▶ **Try it**
In the entries below, every line that contains "glove" must be located and copied.

──────── Listed entries ────────

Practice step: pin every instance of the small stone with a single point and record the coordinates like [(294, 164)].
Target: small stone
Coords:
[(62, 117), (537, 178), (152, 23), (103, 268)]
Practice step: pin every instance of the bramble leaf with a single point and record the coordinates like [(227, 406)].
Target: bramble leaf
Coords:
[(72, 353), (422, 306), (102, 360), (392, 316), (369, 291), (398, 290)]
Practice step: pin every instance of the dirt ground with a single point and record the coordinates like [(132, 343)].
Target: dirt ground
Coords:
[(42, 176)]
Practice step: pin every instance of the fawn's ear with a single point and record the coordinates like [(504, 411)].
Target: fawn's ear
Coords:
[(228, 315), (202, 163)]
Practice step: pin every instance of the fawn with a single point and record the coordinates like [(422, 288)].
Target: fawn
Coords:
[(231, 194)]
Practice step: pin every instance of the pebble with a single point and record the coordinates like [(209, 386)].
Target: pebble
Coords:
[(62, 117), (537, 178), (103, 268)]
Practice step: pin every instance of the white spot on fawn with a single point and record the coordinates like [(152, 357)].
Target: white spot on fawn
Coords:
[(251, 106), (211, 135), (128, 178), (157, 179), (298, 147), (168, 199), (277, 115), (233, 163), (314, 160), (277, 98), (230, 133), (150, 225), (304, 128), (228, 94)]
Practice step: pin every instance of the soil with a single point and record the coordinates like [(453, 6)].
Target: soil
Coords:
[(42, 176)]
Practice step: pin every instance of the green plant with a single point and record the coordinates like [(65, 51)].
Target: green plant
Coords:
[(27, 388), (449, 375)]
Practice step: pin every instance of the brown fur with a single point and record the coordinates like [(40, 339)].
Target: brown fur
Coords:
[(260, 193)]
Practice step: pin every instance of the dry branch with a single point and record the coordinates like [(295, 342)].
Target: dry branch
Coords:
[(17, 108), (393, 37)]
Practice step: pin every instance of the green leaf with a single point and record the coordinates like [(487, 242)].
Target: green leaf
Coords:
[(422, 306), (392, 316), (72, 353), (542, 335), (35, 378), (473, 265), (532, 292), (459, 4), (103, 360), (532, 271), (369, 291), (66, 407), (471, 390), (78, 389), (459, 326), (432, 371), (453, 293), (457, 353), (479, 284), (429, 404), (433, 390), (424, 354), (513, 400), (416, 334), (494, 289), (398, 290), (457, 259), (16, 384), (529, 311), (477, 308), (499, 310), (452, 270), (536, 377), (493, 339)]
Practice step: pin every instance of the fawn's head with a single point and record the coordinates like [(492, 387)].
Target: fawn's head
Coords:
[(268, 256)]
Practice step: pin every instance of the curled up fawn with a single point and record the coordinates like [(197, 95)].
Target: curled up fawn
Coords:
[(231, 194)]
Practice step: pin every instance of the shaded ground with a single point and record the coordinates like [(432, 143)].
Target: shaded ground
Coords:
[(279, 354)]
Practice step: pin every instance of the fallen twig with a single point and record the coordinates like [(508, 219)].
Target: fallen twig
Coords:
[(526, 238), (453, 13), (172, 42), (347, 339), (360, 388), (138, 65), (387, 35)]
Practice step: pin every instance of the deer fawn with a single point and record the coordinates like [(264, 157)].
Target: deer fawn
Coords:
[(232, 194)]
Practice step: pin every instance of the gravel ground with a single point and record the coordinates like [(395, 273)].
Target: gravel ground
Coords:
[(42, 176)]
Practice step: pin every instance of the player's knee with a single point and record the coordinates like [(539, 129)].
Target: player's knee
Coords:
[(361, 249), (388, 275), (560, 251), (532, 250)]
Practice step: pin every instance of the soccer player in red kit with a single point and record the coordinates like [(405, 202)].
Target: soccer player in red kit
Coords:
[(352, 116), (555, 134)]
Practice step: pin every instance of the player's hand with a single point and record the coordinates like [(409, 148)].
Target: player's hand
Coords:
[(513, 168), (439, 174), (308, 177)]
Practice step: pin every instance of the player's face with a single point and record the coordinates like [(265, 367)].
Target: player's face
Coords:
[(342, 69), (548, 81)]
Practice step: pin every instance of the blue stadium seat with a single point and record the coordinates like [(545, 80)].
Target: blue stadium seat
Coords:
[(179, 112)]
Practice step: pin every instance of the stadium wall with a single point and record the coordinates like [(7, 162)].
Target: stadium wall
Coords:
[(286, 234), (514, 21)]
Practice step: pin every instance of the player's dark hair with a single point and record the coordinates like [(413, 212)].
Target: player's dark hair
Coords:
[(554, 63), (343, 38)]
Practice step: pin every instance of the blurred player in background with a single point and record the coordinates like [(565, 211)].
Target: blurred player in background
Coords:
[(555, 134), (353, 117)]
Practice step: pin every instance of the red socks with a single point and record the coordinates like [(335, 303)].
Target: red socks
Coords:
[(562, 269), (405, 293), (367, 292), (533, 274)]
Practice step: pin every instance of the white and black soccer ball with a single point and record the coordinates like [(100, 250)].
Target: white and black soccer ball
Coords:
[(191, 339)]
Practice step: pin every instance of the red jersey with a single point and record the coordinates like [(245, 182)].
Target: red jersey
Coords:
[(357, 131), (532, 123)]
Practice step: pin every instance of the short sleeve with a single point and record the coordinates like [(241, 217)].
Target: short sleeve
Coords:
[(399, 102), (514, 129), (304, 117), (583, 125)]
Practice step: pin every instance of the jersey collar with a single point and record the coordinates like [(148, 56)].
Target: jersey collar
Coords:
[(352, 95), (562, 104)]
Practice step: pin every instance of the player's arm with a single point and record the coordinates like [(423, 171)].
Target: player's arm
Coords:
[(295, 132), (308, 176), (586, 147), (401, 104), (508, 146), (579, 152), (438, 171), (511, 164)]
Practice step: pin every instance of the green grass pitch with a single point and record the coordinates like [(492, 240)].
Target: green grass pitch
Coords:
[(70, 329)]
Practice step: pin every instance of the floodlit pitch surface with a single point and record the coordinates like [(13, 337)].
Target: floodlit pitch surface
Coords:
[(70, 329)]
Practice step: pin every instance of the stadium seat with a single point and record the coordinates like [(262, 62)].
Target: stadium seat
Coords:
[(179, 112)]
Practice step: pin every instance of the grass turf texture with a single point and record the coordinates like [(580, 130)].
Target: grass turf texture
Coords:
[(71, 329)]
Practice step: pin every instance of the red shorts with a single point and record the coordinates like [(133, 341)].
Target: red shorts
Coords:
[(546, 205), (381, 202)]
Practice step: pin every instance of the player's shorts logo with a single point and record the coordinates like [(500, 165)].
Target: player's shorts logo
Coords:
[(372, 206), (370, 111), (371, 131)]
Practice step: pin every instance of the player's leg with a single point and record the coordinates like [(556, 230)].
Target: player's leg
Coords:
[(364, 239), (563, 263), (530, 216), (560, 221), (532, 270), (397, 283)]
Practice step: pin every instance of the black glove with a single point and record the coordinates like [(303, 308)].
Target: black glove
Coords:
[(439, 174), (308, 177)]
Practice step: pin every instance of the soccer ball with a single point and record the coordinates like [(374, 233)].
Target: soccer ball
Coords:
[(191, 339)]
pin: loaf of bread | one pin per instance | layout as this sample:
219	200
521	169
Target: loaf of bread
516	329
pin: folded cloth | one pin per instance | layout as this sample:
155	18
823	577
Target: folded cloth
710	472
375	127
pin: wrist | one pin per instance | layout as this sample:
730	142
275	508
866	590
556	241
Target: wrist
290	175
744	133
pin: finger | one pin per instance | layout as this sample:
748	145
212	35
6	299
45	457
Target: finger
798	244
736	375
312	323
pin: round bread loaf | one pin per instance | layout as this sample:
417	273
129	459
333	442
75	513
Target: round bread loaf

────────
──────── Listed entries ────────

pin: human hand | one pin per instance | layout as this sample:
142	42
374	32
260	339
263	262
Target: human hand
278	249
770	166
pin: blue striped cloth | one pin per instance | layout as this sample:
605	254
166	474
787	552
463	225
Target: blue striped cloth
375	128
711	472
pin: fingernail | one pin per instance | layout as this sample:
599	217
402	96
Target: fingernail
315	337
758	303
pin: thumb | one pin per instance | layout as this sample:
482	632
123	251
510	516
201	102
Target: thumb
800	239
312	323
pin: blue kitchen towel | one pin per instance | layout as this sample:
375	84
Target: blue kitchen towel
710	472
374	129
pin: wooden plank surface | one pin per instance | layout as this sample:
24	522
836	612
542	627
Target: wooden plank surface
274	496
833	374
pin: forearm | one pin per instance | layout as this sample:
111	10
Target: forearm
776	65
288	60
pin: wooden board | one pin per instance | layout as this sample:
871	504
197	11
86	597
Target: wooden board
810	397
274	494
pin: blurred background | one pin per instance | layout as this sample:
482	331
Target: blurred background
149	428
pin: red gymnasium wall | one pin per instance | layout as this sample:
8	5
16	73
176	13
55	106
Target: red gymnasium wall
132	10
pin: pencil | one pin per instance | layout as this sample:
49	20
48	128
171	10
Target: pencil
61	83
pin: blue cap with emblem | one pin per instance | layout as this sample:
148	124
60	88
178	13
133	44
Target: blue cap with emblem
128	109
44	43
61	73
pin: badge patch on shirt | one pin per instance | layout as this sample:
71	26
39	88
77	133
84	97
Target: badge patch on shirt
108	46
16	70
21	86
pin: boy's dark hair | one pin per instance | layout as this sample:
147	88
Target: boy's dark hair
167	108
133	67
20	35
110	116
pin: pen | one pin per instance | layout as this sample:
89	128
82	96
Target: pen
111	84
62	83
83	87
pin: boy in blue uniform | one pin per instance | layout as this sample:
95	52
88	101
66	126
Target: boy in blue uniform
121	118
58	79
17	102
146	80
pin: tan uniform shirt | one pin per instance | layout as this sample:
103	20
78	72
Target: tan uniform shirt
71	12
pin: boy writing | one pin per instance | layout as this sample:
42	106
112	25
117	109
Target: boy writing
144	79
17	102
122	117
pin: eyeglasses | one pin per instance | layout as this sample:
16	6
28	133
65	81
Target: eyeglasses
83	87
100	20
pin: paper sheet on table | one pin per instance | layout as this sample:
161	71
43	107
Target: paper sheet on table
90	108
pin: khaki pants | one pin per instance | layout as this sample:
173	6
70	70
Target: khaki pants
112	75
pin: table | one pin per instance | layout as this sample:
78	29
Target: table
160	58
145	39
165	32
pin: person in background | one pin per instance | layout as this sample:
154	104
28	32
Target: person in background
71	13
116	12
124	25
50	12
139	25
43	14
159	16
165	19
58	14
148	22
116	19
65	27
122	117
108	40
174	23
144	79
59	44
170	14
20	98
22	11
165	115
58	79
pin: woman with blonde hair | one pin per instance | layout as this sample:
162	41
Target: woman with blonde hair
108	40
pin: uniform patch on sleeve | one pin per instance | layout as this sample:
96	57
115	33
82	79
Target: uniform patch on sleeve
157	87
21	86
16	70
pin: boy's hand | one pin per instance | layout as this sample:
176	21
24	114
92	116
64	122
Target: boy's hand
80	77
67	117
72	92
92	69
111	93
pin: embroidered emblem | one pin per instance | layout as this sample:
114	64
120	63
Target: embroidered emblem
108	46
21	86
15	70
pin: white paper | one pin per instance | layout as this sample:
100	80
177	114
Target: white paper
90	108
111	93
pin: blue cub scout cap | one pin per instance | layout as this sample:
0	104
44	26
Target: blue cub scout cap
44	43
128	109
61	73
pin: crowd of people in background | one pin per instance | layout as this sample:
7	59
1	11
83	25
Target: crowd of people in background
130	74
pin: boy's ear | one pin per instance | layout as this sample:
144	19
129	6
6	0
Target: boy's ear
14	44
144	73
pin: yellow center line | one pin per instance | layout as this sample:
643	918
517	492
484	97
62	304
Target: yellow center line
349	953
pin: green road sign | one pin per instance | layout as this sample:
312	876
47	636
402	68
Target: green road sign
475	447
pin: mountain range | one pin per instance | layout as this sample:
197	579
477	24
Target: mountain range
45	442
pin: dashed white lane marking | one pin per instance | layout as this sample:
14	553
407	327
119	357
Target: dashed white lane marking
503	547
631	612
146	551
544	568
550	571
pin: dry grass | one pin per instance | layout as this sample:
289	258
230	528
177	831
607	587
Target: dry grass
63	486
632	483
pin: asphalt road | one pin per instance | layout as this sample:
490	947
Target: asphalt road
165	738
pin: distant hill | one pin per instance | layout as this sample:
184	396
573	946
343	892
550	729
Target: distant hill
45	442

────────
──────── Listed entries ────────

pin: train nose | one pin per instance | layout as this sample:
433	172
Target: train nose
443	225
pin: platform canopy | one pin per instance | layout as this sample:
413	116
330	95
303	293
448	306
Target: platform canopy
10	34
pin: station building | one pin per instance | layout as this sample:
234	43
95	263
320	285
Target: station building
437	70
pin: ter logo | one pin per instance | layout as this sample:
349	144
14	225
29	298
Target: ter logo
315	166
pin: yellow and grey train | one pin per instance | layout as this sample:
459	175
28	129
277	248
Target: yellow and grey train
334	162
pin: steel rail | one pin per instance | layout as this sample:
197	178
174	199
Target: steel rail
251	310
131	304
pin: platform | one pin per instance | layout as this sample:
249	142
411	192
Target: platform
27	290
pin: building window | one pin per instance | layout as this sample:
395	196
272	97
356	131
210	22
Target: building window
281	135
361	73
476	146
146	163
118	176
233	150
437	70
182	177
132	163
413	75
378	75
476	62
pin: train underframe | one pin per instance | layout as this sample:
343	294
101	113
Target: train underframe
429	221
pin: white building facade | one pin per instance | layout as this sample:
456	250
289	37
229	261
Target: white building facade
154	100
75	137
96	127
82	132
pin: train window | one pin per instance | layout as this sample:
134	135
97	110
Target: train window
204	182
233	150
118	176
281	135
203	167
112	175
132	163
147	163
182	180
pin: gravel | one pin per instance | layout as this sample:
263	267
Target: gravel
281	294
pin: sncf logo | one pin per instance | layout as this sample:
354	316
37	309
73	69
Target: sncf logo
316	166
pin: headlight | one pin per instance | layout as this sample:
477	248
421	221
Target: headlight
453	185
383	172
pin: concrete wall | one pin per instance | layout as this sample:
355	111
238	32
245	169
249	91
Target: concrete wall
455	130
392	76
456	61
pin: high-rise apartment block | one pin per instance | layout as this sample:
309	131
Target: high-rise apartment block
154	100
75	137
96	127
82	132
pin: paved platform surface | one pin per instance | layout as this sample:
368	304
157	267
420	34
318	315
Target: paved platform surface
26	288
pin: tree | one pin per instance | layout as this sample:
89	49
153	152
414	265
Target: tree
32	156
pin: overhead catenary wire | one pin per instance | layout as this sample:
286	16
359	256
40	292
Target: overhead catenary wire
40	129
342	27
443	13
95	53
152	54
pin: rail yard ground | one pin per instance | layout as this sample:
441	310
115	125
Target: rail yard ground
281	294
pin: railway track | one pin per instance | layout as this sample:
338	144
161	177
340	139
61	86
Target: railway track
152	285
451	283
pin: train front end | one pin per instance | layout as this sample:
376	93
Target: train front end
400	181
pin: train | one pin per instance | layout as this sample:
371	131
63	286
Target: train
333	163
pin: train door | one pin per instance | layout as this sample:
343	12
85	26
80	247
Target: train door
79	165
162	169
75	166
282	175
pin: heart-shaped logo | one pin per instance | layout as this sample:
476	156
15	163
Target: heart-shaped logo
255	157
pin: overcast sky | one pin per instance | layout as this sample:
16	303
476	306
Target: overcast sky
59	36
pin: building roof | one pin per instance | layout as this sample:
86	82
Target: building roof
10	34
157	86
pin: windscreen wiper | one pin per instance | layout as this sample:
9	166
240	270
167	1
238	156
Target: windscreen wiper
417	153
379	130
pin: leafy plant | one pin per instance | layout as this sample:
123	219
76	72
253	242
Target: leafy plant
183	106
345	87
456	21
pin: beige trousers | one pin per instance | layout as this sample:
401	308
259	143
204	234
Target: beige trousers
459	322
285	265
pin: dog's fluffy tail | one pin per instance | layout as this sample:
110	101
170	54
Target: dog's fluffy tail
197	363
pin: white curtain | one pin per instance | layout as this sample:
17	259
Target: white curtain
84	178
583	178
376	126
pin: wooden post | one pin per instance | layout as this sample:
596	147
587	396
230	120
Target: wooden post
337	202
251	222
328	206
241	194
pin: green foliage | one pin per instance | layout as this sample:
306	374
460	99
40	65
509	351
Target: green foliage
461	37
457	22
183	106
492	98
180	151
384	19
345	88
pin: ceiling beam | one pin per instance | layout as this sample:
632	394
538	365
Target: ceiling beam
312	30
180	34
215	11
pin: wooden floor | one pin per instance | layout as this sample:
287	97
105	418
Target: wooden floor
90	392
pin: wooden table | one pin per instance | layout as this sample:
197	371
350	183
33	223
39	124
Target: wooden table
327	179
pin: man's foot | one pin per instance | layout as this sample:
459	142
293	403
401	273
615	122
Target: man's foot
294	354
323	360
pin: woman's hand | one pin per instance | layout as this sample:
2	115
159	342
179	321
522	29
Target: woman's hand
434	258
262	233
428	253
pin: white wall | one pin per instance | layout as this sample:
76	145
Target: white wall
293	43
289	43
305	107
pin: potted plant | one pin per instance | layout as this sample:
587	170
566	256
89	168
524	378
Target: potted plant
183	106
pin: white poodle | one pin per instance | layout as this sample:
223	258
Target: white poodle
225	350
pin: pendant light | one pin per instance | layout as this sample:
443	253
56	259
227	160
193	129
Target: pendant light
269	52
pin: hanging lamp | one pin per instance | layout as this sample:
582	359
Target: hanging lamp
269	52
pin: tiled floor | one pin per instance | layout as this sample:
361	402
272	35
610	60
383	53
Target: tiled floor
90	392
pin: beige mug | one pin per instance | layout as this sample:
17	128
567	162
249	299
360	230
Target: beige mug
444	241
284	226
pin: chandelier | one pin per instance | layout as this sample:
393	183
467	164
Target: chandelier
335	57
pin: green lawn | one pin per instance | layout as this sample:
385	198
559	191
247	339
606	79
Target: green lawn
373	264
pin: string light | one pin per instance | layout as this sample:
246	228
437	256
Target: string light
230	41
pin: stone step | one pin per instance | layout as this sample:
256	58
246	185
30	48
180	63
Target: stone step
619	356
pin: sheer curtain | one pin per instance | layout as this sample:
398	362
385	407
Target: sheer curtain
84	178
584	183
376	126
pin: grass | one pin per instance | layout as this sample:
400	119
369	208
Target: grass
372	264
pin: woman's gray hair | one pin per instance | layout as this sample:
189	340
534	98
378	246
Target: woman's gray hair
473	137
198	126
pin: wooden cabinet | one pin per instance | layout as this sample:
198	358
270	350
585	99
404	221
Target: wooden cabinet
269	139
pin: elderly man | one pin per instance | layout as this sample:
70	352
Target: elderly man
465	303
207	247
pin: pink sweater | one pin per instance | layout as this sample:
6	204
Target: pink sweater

────────

▶ **Answer to this problem**
Practice step: pin every instance of the black glove with a single point and record the coordinates like [(303, 308)].
Target: black glove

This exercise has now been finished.